* WHAT IS ASKED
Copy out the material below from its start through the line containing "point(1217, 580)", switching every "street lamp" to "lamppost" and keeping all else the same.

### MATERIAL PROVIDED ###

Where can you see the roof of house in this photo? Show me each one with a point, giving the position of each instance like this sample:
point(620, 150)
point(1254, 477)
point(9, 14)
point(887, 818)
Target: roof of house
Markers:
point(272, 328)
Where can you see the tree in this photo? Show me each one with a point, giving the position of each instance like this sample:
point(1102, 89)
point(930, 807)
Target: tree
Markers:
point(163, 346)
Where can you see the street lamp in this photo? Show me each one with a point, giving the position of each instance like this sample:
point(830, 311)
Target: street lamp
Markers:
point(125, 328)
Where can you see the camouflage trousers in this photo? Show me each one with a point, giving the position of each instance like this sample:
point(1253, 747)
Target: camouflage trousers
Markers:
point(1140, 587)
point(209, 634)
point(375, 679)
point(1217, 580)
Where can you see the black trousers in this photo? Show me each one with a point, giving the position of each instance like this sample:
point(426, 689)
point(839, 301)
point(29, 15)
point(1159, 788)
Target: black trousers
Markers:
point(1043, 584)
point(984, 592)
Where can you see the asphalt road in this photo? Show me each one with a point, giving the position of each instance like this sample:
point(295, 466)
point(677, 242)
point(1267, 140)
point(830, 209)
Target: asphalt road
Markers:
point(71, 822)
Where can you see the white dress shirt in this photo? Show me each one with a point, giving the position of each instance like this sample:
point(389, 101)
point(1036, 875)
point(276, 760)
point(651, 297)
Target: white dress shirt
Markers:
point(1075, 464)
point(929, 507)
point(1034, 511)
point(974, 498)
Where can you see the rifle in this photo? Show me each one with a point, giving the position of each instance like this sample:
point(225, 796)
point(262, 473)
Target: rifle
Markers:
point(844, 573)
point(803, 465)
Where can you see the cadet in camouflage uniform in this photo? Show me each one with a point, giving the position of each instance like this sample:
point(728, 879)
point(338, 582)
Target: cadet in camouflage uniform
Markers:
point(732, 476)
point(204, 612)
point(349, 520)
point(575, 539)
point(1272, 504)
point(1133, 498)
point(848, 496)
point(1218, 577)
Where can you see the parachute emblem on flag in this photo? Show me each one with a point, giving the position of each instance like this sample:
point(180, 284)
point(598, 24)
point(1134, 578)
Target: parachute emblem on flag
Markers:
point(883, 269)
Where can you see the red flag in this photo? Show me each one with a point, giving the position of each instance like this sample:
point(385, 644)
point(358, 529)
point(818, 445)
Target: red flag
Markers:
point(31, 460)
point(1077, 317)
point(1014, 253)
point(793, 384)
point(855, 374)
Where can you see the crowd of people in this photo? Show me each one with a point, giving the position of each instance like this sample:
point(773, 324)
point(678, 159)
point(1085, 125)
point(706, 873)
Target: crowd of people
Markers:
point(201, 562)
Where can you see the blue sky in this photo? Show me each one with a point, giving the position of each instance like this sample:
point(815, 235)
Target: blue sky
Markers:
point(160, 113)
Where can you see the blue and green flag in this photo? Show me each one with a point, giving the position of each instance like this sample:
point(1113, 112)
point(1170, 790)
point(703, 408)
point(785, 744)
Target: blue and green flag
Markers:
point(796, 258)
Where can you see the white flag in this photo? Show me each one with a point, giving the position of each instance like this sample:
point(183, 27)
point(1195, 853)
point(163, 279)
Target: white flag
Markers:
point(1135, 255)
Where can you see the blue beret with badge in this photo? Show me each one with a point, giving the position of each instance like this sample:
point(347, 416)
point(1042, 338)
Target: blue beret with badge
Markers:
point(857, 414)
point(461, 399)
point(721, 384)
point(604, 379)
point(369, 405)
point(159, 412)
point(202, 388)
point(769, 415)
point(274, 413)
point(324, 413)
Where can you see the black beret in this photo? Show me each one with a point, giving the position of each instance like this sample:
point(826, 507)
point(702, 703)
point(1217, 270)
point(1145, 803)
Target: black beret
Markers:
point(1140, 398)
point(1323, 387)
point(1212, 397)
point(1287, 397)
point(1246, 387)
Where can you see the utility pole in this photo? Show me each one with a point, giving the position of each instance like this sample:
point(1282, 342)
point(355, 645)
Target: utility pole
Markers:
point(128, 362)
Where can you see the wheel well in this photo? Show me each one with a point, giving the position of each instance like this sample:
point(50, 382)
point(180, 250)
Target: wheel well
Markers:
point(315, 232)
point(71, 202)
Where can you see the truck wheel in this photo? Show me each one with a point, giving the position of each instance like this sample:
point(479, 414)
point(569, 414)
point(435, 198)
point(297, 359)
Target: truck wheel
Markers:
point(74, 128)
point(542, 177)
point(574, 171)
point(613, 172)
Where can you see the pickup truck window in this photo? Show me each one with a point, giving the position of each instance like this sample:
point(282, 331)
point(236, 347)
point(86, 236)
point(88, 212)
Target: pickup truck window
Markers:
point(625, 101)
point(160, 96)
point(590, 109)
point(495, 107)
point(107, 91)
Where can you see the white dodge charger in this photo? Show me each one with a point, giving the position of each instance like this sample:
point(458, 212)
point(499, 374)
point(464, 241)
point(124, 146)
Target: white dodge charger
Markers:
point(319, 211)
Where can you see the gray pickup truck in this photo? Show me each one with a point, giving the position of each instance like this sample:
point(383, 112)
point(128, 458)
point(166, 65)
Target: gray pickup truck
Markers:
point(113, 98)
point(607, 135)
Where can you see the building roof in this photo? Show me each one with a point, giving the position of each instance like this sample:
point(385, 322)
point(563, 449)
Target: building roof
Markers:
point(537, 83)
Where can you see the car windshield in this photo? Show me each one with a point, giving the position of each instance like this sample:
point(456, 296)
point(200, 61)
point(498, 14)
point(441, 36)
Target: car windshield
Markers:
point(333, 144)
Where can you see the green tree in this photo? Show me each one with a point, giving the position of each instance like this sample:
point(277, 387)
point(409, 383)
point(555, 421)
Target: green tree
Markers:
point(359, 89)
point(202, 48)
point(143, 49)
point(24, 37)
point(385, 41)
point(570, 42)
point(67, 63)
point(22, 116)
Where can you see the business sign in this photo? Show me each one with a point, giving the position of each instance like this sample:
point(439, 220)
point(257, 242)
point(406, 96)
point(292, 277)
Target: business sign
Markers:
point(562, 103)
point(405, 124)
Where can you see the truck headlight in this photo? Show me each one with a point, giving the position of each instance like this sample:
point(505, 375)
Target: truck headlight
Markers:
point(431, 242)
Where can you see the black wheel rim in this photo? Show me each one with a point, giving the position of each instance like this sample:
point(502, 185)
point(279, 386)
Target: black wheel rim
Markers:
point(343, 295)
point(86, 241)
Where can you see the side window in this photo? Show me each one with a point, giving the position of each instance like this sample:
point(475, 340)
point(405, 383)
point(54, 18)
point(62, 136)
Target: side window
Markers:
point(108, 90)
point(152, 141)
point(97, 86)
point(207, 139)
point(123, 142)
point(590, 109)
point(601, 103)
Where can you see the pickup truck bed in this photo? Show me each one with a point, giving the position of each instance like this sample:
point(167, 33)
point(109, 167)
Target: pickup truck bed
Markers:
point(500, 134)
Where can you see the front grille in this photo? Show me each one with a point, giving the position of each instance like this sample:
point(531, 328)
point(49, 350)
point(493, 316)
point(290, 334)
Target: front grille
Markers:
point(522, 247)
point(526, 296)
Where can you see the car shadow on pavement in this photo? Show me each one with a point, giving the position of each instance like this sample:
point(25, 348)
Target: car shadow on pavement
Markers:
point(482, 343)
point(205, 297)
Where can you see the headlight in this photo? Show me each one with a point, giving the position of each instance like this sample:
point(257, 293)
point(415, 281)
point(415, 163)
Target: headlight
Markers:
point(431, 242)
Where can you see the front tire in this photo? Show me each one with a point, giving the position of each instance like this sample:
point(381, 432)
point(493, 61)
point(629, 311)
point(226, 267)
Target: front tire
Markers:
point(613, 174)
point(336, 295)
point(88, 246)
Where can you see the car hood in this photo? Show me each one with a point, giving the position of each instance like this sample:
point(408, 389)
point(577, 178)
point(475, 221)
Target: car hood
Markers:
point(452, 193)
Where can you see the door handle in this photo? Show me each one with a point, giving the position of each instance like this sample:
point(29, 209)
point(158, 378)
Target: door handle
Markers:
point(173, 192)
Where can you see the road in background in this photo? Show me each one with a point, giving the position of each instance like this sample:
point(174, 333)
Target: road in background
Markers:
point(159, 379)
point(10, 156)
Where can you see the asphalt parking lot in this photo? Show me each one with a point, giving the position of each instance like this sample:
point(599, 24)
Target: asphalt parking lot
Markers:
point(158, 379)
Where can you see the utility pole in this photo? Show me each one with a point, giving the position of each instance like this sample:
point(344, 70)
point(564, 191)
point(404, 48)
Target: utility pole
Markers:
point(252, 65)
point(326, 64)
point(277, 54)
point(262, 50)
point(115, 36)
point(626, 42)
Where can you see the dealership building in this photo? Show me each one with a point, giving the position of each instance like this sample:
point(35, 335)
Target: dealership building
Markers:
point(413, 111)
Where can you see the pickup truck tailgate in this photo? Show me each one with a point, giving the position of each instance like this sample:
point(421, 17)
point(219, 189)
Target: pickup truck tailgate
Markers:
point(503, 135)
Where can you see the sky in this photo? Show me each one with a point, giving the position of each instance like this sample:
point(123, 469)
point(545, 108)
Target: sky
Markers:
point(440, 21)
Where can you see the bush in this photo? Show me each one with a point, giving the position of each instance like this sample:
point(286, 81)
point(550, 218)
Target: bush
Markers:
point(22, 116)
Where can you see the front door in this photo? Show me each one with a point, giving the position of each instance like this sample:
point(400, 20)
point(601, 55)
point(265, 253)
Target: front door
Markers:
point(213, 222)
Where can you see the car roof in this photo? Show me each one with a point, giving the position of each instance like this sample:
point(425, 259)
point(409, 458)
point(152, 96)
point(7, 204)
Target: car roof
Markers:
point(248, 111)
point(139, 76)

###

* RESULT OF THIS TASK
Where can you see the roof of house in this photo? Show me each one with a point, giving the position of each instance like this sample:
point(620, 150)
point(1254, 477)
point(9, 14)
point(887, 818)
Target: roof of house
Markers:
point(272, 328)
Where can you see the tree in this photo? Show me each one with a point, giving the position of each instance like this sample:
point(1102, 89)
point(930, 807)
Target: tree
Markers:
point(163, 346)
Where can you see the lamppost in this photo? Show me each one with a point, giving the position of each instance like this sample:
point(830, 311)
Target: lamppost
Markers:
point(125, 328)
Where can you see the camouflage trousers in this photo? Show me each one with a point, giving the position of each instance like this sample:
point(1253, 747)
Target: camouflage trousers
Markers:
point(1140, 587)
point(209, 634)
point(375, 679)
point(1217, 580)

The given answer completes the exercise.